INSTRUCTIONS TO FOLLOW
Rewrite the records below, changing each occurrence of "play-diagram reference" to "training-chart reference" and leaving everything else the same.

---

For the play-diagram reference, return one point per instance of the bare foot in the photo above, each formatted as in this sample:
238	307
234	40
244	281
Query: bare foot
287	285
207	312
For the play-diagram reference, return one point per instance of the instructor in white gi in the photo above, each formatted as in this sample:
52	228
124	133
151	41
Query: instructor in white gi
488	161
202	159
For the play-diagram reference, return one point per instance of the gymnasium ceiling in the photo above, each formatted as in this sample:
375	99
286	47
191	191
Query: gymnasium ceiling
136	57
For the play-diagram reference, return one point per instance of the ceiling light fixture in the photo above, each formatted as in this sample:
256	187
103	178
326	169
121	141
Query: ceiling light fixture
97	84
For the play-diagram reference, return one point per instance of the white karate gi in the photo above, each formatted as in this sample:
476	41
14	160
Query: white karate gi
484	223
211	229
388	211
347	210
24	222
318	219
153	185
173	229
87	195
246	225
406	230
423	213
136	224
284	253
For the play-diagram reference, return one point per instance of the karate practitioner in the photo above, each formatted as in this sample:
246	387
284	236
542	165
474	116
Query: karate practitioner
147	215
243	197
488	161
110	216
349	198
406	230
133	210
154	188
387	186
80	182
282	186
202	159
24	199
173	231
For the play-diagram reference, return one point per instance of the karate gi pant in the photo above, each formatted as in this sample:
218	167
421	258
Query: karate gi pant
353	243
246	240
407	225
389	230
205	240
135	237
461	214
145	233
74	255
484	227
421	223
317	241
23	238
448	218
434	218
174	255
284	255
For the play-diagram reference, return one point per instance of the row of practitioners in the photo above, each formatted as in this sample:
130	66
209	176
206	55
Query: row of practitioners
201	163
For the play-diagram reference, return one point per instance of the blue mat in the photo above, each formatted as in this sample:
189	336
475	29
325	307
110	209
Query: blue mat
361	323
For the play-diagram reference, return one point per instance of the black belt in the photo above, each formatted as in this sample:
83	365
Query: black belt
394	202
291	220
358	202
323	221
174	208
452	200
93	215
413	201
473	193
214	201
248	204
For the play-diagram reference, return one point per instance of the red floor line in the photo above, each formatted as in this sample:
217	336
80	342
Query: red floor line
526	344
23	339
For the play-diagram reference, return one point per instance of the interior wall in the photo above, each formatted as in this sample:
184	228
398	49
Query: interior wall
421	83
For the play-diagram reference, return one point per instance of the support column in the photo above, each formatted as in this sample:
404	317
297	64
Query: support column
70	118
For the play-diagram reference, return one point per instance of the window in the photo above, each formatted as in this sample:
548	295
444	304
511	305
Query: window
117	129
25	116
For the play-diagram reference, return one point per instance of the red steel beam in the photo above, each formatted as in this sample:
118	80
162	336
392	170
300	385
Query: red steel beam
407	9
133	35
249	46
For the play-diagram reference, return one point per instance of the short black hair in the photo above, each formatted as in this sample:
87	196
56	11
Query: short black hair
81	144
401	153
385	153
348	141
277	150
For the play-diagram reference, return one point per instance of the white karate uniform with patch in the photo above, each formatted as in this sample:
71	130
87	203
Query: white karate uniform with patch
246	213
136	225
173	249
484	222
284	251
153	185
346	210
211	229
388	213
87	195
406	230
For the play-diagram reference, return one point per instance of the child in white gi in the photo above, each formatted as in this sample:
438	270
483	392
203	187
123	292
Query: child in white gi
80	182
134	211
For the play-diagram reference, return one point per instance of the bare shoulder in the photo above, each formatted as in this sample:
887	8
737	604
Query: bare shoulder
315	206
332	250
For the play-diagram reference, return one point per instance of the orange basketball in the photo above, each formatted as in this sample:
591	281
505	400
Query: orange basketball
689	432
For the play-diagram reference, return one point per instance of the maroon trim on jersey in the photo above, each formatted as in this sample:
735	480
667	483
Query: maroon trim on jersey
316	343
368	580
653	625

---

WRITTEN SOLUTION
For the training-chart reference, return one point per instance of the bare foot in the photo above, each formatted as in this sample:
238	307
234	40
244	281
Query: bare foot
287	285
207	312
For the training-chart reference, return one point per instance of the instructor in white gi in the photo above, each formatted as in this sample:
52	228
124	133
151	41
Query: instructor in white gi
488	161
202	159
For the training-chart reference, return one point per instance of the gymnasium ceiling in the photo above, each formatted as in this sample:
375	99
286	47
191	191
Query: gymnasium ceiling
136	57
For the training-chart reference, return one point per instance of the ceiling light fixture in the photo above, each formatted as in this sample:
256	187
103	178
326	169
121	141
Query: ceiling light fixture
97	84
For the training-chart reference, return one point per instance of the white karate gi in the photo above, each formatted as in this sample:
476	41
14	160
Query: white karate gi
484	223
211	229
388	211
347	210
24	222
318	219
153	185
173	229
87	195
246	225
406	230
423	213
136	224
284	253
For the training-chart reference, return one point per instance of the karate practitioner in the photo above, each formatted as in this sample:
246	387
284	236
542	165
474	116
Query: karate practitioner
147	215
243	197
488	161
110	216
349	198
406	230
133	210
154	188
387	186
80	182
282	186
202	159
24	199
173	231
For the training-chart reference, return one point per instance of the karate gi pant in the photo above, each formatted as in this sample:
218	167
421	258
Query: karate gi pant
353	243
246	240
407	225
389	230
205	240
135	237
461	214
145	233
74	255
484	227
421	223
317	241
23	238
448	218
434	218
174	255
284	255
For the training-chart reference, return one point per instance of the row of practitioners in the photo above, each formatted as in this sample:
130	66
209	176
206	55
Query: row of practitioners
201	163
For the training-chart reference, return one point per instance of the blue mat in the photo above, each formatted as in this sample:
189	336
475	29
325	307
110	209
Query: blue mat
361	323
For the training-chart reference, return one point per instance of the black belt in the photo above, each formatted as in this sample:
83	365
Query: black belt
394	202
291	220
358	202
323	221
174	208
452	200
93	215
413	201
473	193
214	201
248	204
For the training-chart reference, return one point per instance of the red floor line in the photo above, each formatted as in this sample:
217	336
80	342
Query: red floor line
526	344
23	339
For the training-chart reference, return one point per instance of the interior wall in the photo above, each formatted as in this sample:
184	228
398	49
Query: interior wall
421	83
For the training-chart reference, return one point per instance of the support column in the photo above, each formatted as in this sample:
404	317
297	64
Query: support column
70	118
For the training-chart reference, return one point per instance of the window in the photo above, each formatted as in this sample:
548	295
444	304
511	305
Query: window
117	129
25	116
For the training-chart reference, return one point per instance of the red steel beam in the photo above, each formatted as in this sample:
118	80
162	336
392	170
300	385
Query: red steel beam
407	9
133	35
249	46
For the training-chart reference, return one point per instance of the short black hair in the photo above, each formatted as in this sample:
87	196
56	11
Query: short black hair
81	144
401	153
385	153
348	141
277	150
For the training-chart reference, return one point per instance of the white karate uniform with patch in the photo above, each formatted as in this sample:
71	130
87	203
Query: white karate uniform with patch
246	213
136	225
173	249
484	222
284	251
153	185
346	210
211	229
388	213
87	195
406	230
For the training-chart reference, return one point per instance of the child in white gi in the photo above, each formatted as in this sample:
438	270
483	392
203	187
123	292
Query: child in white gi
80	182
134	211
For the training-chart reference, return one point per instance of the bare shoulder in the photo above, each formatted as in this sample:
887	8
737	604
Query: bare shoulder
315	206
332	250
For the training-chart reference, return one point per instance of the orange basketball in the photo above, each formatted as in this sample:
591	281
505	400
Query: orange basketball
689	432
For the training-chart reference, return one point per instance of the maroon trim on jersey in the photo above, each formatted as in this sample:
735	480
667	483
Query: maroon trim on jersey
316	343
368	580
653	625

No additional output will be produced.